## BEGIN Page excerpt

Inspector Harry Callahan (Clint Eastwood) is mean, focused, silent, brooding and a defender of victim’s rights, particularly when the law isn’t enough.  He’s also very bold, willing to pull out his gun in the middle of a crowded intersection in broad daylight even before it’s clear that what he’s about to do requires a firearm.

Structurally, this film is a bit odd but it still follows a basic three act structure.  The very first thing we are introduced to is not our protagonist, but the antagonist, a gunman who has an affinity for sniping his victims.  Once he kills his first victim, he leaves behind a note declaring that he will kill one person a day until he’s given $100,000.

The first reaction by the police is to find him rather than to negotiate with him, though some higher ups show an inclination towards the possibility of negotiating.  Dirty Harry, however, would never indulge such a mad man’s demands.

The gunman is identified on a rooftop by a chopper, but he somehow escapes.  That night, Harry and his new partner, Chico (Reni Santoni), find the gunman hurrying through a street.  They quickly lose him, and Harry is beaten up by a few guys who see him peeking into a woman’s house.  Harry does some weird stuff like this.  He doesn’t seem to spy on this woman because it has anything to do with the case.  He’s just… interested.  It’s not even sexual.

Later he will notice a naked woman (through his binoculars), and he spends time staring at her before the plot pulls him away.  He’s not apologetic in any way, whether for his casual racism, his frustrations towards the law which he’s sworn to defend or for his male gaze.

These moments don’t seem to contribute to the plot in any way, just like another set of scenes that demonstrate Harry’s character and skill but don’t move the story forward.  You have, first, the famous “You gotta ask yourself, ‘do I feel lucky?'” scene in which Harry stops a robbery, and then you have another scene in which he prevents a man from jumping to his death off the ledge of a building.  These are just instances of Harry doing his job, though in his own way.  He tells his new partner that he got his nickname because he has to do all the dirty work of the police.

Well, act 1 ends when Harry and Chico spot the gunman on a neighboring roof and exchange gun fire with him.  The gunman gets away.  He is pissed, first that the police lied to him about getting him the money (though he seemed to know that was a lie from the beginning) and second, that the police fought back.

The gunman ups the stakes by now demanding $200,000 and giving the police clues that he kidnapped a young girl and has her buried somewhere with enough oxygen to last a certain number of hours.  The police give Harry the money and send him out to give it to the gunman who then send Harry on a wild goose chase, ending at a giant cross in San Francisco’s under-appreciated Mt. Davidson park (seriously, it’s beautiful there).

Harry is nearly killed, but Chico intervenes.  After the scuffle, Chico is shot and the gunman is shot and stabbed, but he gets away.

## END Page excerpt

> **Directives**:
1. Copy the passage of the film review between "The gunman is identified" and "his male gaze.", inclusive.
2. Render this sentence from the film review in Spanish: "The gunman is identified on a rooftop by a chopper, but he somehow escapes."
3. Pick up the film review where it stops and write what comes next.

## BEGIN Data excerpts

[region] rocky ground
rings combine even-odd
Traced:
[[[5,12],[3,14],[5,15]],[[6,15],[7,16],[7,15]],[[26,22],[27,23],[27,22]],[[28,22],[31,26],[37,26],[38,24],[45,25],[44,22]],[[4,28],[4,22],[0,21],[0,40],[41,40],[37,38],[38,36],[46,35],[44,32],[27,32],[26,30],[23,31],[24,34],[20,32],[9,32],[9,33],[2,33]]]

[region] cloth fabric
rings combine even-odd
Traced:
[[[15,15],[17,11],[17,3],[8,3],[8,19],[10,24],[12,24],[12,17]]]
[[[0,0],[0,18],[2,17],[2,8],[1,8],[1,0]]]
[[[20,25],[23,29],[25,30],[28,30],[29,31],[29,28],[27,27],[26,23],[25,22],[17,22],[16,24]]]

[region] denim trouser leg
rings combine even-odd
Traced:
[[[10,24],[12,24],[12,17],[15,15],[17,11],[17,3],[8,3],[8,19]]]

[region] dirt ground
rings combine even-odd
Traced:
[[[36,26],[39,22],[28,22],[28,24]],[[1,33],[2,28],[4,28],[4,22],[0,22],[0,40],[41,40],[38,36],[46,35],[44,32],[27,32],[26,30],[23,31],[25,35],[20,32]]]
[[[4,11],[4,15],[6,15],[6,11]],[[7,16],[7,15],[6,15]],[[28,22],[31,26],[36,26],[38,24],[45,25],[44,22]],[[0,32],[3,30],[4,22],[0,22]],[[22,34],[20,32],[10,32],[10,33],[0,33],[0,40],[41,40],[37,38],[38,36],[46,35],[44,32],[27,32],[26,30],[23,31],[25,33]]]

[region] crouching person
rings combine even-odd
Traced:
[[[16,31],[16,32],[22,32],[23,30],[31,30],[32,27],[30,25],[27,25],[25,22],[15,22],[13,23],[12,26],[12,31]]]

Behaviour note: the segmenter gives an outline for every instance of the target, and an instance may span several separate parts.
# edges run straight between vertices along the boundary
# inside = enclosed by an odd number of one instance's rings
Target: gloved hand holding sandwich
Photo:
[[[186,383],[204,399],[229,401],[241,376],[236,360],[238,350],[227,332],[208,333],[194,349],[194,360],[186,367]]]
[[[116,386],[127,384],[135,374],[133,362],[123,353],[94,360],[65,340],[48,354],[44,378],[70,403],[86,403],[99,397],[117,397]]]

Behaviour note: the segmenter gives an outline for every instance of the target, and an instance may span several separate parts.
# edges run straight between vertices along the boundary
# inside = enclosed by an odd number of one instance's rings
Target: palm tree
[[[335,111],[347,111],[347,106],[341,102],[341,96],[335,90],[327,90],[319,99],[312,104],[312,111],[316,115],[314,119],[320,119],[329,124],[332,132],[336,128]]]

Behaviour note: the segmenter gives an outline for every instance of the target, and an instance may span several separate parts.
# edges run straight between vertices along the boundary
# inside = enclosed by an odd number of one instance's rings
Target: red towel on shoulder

## END Data excerpts

> **Task-by-task results**:
1.
The gunman is identified on a rooftop by a chopper, but he somehow escapes.  That night, Harry and his new partner, Chico (Reni Santoni), find the gunman hurrying through a street.  They quickly lose him, and Harry is beaten up by a few guys who see him peeking into a woman’s house.  Harry does some weird stuff like this.  He doesn’t seem to spy on this woman because it has anything to do with the case.  He’s just… interested.  It’s not even sexual.

Later he will notice a naked woman (through his binoculars), and he spends time staring at her before the plot pulls him away.  He’s not apologetic in any way, whether for his casual racism, his frustrations towards the law which he’s sworn to defend or for his male gaze.

2. El pistolero es identificado en una azotea por un helicóptero, pero de alguna manera escapa.

3.
Harry later tracks down the gunman to where he lives in a sort of utility closet at Kezar Stadium.  He again shoots the gunman and arrests him.  Act 3 begins when Harry learns that the gunman will walk away with no charges against him because Harry went outside the law to catch him (unlawfully breaking into the man’s home).

Pissed, Harry spends his time off work following the injured gunman as he hobbles around the city.  To get Harry off his back, the gunman pays a man to beat him up so he can claim it was Harry and the police who did it.  Later, the gunman hijacks a school bus and makes more demands.  He drives north over the Golden Gate Bridge and into Sausalito.

The police tell Harry to deliver the money, but he’s already tried that so he’s tired of being their errand boy.  He tells them to find someone else.  We follow the gunman as he begins to unravel.  He first leads the kids in song, but soon he’s hitting kids and taking the wheel himself, knocking the bus driver aside.  In the most kick ass moment of the film, the gunman panics when he sees the terminator, I mean Harry, standing menacingly on top of railroad tracks over the road.  He jumps onto the bus, and a chase ensues that ends with Harry killing the man, repeating the same speech “Do ya punk?  Do ya?” that he gave to the robber earlier in the film.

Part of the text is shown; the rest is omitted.